Source passage:

# Nonlinear finite elements/Homework 11

## Problem 1: Small Strain Elastic-Plastic Behavior

For small strains, the strain tensor is given by

${\displaystyle {\boldsymbol {\varepsilon }}={\frac {1}{2}}\left[{\boldsymbol {\nabla }}\mathbf {u} +({\boldsymbol {\nabla }}\mathbf {u} )^{T}\right]\qquad {\text{or}}\qquad \varepsilon _{ij}={\frac {1}{2}}(u_{i,j}+u_{j,i})~.}$

In classical (small strain) rate-independent plasticity we start off with an additive decomposition of the strain tensor

${\displaystyle {\boldsymbol {\varepsilon }}={\boldsymbol {\varepsilon }}^{e}+{\boldsymbol {\varepsilon }}^{p}\qquad {\text{or}}\qquad \varepsilon _{ij}=\varepsilon _{ij}^{e}+\varepsilon _{ij}^{p}~.}$

Assuming linear elasticity, we have the following elastic stress-strain law

${\displaystyle {\boldsymbol {\sigma }}={\boldsymbol {\mathsf {C}}}:{\boldsymbol {\varepsilon }}^{e}\qquad {\text{or}}\qquad \sigma _{ij}=C_{ijkl}\varepsilon _{kl}^{e}~.}$

Let us assume that the ${\displaystyle J_{2}}$ theory applies during plastic deformation of the material. Hence, the material obeys an associated flow rule

${\displaystyle {\text{(1)}}\qquad {\dot {\boldsymbol {\varepsilon }}}^{p}={\dot {\gamma }}{\frac {\partial f({\boldsymbol {\sigma }},\alpha ,T)}{\partial {\boldsymbol {\sigma }}}}}$

where ${\displaystyle {\dot {\gamma }}}$ is the plastic flow rate, ${\displaystyle f}$ is the yield function, ${\displaystyle T}$ is the temperature, and ${\displaystyle \alpha }$ is an internal variable.

Information provided:
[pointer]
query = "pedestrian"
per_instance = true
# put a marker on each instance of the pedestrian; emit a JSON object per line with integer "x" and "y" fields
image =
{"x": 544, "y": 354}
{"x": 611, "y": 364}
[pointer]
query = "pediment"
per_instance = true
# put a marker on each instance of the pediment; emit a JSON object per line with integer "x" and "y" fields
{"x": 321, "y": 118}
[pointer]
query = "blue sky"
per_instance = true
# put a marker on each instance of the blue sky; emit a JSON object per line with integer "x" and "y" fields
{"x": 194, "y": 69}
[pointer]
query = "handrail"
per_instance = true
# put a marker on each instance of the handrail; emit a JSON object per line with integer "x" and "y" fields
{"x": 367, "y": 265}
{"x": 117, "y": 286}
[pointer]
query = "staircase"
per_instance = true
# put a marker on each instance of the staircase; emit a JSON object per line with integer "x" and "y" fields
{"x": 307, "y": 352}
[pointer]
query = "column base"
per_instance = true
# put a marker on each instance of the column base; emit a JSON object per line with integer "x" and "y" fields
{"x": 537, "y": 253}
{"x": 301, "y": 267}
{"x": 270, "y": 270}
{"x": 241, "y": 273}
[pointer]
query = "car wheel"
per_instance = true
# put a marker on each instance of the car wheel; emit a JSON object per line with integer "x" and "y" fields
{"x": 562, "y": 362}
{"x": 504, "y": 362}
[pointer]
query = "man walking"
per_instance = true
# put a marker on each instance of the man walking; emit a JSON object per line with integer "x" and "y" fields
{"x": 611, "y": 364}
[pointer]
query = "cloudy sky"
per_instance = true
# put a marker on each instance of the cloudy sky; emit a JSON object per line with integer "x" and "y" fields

Directions for this task:
Continue the homework page on small-strain elastic-plastic behavior, starting after its final sentence defining the plastic flow rate, yield function, temperature, and internal variable.

Response to this task:
Answer the following questions. Show your derivations in a clear and step-by-step manner.

### Part 1

Let ${\displaystyle \alpha }$ be the equivalent plastic strain, defined as

${\displaystyle \alpha :={\sqrt {\cfrac {2}{3}}}\lVert {\boldsymbol {\varepsilon }}^{p}\rVert \qquad {\text{where}}\qquad \lVert \mathbf {a} \rVert ={\sqrt {\mathbf {a} :\mathbf {a} }}~.}$

Express the time derivative of ${\displaystyle \alpha }$ in terms of ${\displaystyle {\dot {\gamma }}}$ and ${\displaystyle \partial f/\partial {\boldsymbol {\sigma }}}$. This is the evolution law for ${\displaystyle \alpha }$.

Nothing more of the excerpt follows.